(GIVEN EXERCISE)
Swap "JSON object" for "JSON record" wherever it occurs in the lines below, and give all the lines again with nothing else changed.

(GIVEN RECORDS)

* * * * * * *

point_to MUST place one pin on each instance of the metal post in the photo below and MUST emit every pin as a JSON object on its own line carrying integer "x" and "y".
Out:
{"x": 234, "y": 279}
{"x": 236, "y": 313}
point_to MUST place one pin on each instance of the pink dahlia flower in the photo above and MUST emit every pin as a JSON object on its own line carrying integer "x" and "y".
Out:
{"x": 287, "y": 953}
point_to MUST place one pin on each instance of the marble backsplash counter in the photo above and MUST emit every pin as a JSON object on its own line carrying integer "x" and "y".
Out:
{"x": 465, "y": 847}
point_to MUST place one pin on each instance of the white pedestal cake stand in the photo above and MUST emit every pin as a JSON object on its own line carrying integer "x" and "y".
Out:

* * * * * * *

(SOLUTION TO THIS EXERCISE)
point_to MUST place one pin on each instance of the metal post in the photo below and MUST emit every pin as a JSON record on its own line carrying integer "x" and "y".
Out:
{"x": 234, "y": 279}
{"x": 236, "y": 313}
point_to MUST place one pin on each instance of the pink dahlia flower in the photo above and MUST emit every pin as a JSON record on its own line carrying integer "x" and "y".
Out:
{"x": 287, "y": 953}
point_to MUST place one pin on each instance of the marble backsplash counter in the photo above and MUST emit every pin as a JSON record on its own line carrying integer "x" and "y".
Out:
{"x": 465, "y": 847}
point_to MUST place one pin on each instance of the white pedestal cake stand in the photo above and MUST emit every pin as a JSON record on its own line carrying integer "x" and "y".
Out:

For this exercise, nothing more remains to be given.